Can the data below be set down again exactly, line for line?

┌──

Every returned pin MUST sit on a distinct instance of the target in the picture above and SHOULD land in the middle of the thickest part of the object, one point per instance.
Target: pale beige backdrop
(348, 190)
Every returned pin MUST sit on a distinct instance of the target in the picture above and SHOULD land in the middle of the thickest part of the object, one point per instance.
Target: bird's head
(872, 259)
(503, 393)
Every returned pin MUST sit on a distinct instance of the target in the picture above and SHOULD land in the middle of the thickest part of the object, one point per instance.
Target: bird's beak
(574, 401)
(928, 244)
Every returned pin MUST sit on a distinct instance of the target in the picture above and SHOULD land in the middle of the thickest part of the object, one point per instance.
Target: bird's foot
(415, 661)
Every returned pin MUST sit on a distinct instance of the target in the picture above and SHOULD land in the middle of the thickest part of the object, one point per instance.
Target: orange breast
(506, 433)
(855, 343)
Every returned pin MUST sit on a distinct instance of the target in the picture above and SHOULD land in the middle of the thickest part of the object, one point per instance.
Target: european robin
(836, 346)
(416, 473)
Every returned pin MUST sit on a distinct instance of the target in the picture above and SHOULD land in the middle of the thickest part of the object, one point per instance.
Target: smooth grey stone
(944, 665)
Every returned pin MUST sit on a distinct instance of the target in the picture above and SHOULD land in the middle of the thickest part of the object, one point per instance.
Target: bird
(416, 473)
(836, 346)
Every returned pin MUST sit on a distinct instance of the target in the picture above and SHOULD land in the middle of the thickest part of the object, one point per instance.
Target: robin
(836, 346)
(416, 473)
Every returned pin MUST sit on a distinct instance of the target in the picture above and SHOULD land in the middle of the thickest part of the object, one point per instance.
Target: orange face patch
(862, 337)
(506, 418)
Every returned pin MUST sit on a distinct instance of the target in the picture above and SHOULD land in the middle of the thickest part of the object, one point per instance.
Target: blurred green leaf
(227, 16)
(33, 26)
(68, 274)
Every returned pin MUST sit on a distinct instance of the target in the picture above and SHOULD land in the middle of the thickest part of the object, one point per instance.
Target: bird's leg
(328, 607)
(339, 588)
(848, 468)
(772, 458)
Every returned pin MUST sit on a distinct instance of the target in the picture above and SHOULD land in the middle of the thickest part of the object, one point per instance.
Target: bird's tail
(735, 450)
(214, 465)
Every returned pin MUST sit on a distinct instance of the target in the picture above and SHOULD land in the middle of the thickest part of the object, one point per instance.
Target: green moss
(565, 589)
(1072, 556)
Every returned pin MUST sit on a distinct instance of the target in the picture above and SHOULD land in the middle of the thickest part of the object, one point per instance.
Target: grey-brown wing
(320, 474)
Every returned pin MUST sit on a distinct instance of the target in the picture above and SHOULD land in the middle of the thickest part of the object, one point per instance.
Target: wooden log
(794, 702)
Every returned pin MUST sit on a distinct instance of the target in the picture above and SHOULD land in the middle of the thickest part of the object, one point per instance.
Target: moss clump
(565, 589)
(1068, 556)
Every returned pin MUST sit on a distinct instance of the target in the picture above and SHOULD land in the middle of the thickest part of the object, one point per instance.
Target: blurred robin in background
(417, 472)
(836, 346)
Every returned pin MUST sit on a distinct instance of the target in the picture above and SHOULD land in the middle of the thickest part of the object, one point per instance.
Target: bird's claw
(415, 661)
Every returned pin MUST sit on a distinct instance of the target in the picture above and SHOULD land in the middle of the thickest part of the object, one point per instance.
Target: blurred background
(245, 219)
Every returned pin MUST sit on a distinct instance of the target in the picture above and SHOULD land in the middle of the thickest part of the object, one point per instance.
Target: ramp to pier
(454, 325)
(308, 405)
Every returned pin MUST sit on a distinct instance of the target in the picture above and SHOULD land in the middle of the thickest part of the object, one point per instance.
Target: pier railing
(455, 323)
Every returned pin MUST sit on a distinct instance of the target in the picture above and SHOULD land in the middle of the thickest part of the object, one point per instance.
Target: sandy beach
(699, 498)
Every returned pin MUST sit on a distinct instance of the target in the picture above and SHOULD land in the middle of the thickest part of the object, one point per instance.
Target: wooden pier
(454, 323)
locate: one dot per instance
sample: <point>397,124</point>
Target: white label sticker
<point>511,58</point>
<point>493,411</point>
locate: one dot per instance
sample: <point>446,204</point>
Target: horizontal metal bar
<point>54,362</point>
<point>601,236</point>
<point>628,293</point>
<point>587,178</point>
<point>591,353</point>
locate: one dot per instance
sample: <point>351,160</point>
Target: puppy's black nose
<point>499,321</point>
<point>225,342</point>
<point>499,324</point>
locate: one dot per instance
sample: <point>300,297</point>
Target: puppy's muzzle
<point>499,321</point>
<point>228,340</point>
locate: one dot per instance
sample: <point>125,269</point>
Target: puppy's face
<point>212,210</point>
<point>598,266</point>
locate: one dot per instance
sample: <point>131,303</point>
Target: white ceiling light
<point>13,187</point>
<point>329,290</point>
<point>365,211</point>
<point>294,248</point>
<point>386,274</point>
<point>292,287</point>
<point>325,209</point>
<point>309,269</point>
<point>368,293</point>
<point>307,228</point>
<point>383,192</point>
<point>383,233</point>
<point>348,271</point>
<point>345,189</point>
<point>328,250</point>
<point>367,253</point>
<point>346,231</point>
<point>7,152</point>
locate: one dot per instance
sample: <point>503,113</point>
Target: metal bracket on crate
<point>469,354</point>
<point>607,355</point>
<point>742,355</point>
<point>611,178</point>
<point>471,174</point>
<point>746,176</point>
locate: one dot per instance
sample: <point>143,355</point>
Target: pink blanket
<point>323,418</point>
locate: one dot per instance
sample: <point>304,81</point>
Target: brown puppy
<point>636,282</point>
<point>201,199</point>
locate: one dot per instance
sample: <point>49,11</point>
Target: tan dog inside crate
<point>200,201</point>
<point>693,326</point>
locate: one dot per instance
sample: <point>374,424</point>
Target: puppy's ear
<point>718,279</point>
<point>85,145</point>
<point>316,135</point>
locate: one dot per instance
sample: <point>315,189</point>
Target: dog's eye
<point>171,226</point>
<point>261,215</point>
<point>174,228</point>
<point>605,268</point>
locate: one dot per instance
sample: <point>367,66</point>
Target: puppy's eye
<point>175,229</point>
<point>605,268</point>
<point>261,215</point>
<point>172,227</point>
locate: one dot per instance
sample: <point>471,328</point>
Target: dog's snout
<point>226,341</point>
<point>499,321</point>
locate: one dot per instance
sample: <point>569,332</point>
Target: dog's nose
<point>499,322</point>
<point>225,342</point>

└──

Solution to this problem:
Every returned pin MUST sit on a distinct instance of the target in the picture above and SHOULD land in the middle of the thickest part of the object, one point per instance.
Target: pale beige backdrop
(348, 190)
Every returned pin MUST sit on a distinct instance of the target in the picture above and SHOULD land in the middle of the thickest part of the object, one point per instance.
Target: bird's head
(872, 259)
(503, 393)
Every returned pin MUST sit on a distinct instance of the target in the picture above and SHOULD land in the middle of the thickest part of the object, one point per instance.
Target: bird's beak
(574, 401)
(928, 244)
Every returned pin MUST sit on a distinct instance of the target in the picture above and SHOULD land in the middle of the thickest part of the object, one point per instance.
Target: bird's foot
(415, 661)
Every returned pin MUST sit on a distinct instance of the target in the picture above and SHOULD land in the middle of the thickest part of the object, one point per instance.
Target: orange breast
(506, 433)
(855, 343)
Every returned pin MUST sit on a distinct instance of the target in the picture above and SHOULD land in the middle of the thickest part of the object, one point per instance.
Target: european robin
(836, 346)
(416, 473)
Every returned pin MUST sit on a distinct instance of the target in the picture above and SHOULD land in the middle of the thickest part of the object, one point per instance.
Target: smooth grey stone
(944, 665)
Every returned pin MUST sit on a distinct instance of the target in the picture above and SHOULD land in the middle of the thickest part of the object, one point per instance.
Target: bird
(416, 473)
(836, 346)
Every returned pin MUST sit on a distinct instance of the target in the picture above and SHOULD land in the middle of the thickest part of the object, one point per instance.
Target: robin
(836, 346)
(416, 473)
Every returned pin MUST sit on a distinct instance of the target in the picture above and SHOULD land in the middle of the thickest part of the object, one point per instance.
Target: orange face patch
(862, 337)
(506, 418)
Every returned pin MUST sit on a distinct instance of the target in the picture above and SHOULD land in the middle of the thickest part of the object, one point per instance.
Target: blurred green leaf
(227, 16)
(33, 26)
(68, 274)
Every returned pin MUST sit on a distinct instance of the target in the picture above and SHOULD land in the middle of the thickest part of the object, one point per instance.
Target: bird's leg
(328, 607)
(339, 588)
(848, 468)
(772, 458)
Every returned pin MUST sit on a distinct instance of the target in the picture above and SHOULD land in the middle of the thickest part of the object, one point per instance.
Target: bird's tail
(735, 450)
(214, 465)
Every returned pin MUST sit on a distinct instance of the target in the picture above and SHOULD land in the middle of the thickest part of the object, one point per instance.
Target: green moss
(565, 589)
(1072, 556)
Every returned pin MUST sit on a distinct instance of the target in the picture above and SHOULD land in the middle of the thickest part of the object, one point per instance.
Target: grey-brown wing
(320, 474)
Every returned pin MUST sit on a distinct instance of the target in the picture above and SHOULD land in the middle of the thickest part of the object, one point per instance.
Target: wooden log
(794, 702)
Every returned pin MUST sit on a distinct instance of the target in the picture above and SHOULD land in the middle of the thickest part of the object, one point per instance.
Target: moss clump
(565, 589)
(1068, 556)
Every returned pin MUST sit on a distinct instance of the target in the picture above and SHOULD land in the middle of the thickest part of the object, one point per instance.
Target: blurred robin in background
(417, 472)
(836, 346)
Every returned pin MUST sit on a distinct instance of the target in the picture above and SHOULD land in the middle of the thickest part of the object, one point per instance.
Target: bird's claw
(415, 661)
Every returned pin MUST sit on a distinct instance of the target in the picture above and SHOULD land in the middle of the thickest part of the object, one point per instance.
Target: blurred background
(245, 219)
Every returned pin MUST sit on a distinct instance of the target in the picture above and SHOULD land in the middle of the thickest part of the object, one point per instance.
Target: ramp to pier
(454, 325)
(308, 405)
Every returned pin MUST sit on a distinct instance of the target in the picture above and SHOULD land in the middle of the thickest part of the object, one point per instance.
Target: pier railing
(455, 323)
Every returned pin MUST sit on a distinct instance of the target in the picture above and SHOULD land in the middle of the thickest part of the object, one point per instance.
Target: sandy beach
(699, 498)
Every returned pin MUST sit on a distinct instance of the target in the picture above and SHOULD land in the middle of the thickest part of the object, one point per instance.
Target: wooden pier
(454, 323)
locate: one dot per instance
sample: <point>397,124</point>
Target: white label sticker
<point>511,58</point>
<point>493,411</point>
locate: one dot per instance
sample: <point>446,204</point>
Target: horizontal metal bar
<point>54,362</point>
<point>601,236</point>
<point>628,293</point>
<point>587,178</point>
<point>591,353</point>
locate: one dot per instance
sample: <point>351,160</point>
Target: puppy's black nose
<point>499,321</point>
<point>225,342</point>
<point>499,324</point>
locate: one dot per instance
sample: <point>300,297</point>
Target: puppy's muzzle
<point>499,321</point>
<point>228,340</point>
locate: one dot per instance
sample: <point>125,269</point>
Target: puppy's face
<point>212,210</point>
<point>598,266</point>
locate: one dot per instance
sample: <point>131,303</point>
Target: white ceiling light
<point>13,187</point>
<point>329,290</point>
<point>365,211</point>
<point>294,248</point>
<point>386,274</point>
<point>292,287</point>
<point>325,209</point>
<point>309,269</point>
<point>368,293</point>
<point>307,228</point>
<point>383,192</point>
<point>383,233</point>
<point>348,271</point>
<point>345,189</point>
<point>328,250</point>
<point>367,253</point>
<point>346,231</point>
<point>7,152</point>
locate: one dot per instance
sample: <point>503,113</point>
Target: metal bracket on crate
<point>469,354</point>
<point>607,355</point>
<point>742,355</point>
<point>611,178</point>
<point>471,174</point>
<point>746,176</point>
locate: one dot per instance
sample: <point>143,355</point>
Target: pink blanket
<point>323,418</point>
locate: one dot per instance
sample: <point>304,81</point>
Target: brown puppy
<point>636,282</point>
<point>201,199</point>
locate: one dot per instance
sample: <point>49,11</point>
Target: tan dog inside crate
<point>200,201</point>
<point>693,326</point>
locate: one dot per instance
sample: <point>374,424</point>
Target: puppy's ear
<point>718,279</point>
<point>85,145</point>
<point>316,135</point>
locate: one dot per instance
sample: <point>315,189</point>
Target: dog's eye
<point>171,226</point>
<point>261,215</point>
<point>174,228</point>
<point>605,268</point>
locate: one dot per instance
sample: <point>367,66</point>
Target: puppy's eye
<point>175,229</point>
<point>605,268</point>
<point>261,215</point>
<point>172,227</point>
locate: one dot per instance
sample: <point>471,328</point>
Target: dog's snout
<point>226,341</point>
<point>499,321</point>
locate: one dot per instance
sample: <point>569,332</point>
Target: dog's nose
<point>499,322</point>
<point>225,342</point>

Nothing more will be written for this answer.